* **To do**
Copy out all lines bearing the word "juice" from the listing below.

* **Records for the exercise**
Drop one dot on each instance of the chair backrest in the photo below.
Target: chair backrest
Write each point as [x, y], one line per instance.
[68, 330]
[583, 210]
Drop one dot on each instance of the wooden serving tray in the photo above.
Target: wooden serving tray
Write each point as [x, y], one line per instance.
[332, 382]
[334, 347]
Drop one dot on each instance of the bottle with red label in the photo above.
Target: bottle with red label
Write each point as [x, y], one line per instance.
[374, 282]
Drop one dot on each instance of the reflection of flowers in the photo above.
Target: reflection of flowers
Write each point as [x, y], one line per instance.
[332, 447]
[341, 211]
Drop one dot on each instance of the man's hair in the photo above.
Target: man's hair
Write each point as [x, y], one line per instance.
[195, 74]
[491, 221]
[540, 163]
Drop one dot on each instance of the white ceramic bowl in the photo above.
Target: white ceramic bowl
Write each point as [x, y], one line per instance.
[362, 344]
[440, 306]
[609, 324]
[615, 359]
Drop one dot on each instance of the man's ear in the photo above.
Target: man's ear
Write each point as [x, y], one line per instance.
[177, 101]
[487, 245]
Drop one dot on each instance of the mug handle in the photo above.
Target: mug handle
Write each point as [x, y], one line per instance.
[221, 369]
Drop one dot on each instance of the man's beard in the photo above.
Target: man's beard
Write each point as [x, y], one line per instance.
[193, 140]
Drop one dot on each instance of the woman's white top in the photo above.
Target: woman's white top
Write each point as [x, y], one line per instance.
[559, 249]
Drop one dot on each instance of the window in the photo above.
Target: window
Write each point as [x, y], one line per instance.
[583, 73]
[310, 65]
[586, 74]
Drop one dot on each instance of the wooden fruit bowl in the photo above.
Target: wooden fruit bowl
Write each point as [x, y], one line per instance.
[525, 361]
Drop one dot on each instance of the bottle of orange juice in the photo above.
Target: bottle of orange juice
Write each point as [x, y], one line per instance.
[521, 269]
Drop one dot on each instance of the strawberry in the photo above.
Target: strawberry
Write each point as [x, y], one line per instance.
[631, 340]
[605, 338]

* **Completed task**
Drop one dot on each instance of the bottle of orange juice in the photo above.
Target: bottle of orange juice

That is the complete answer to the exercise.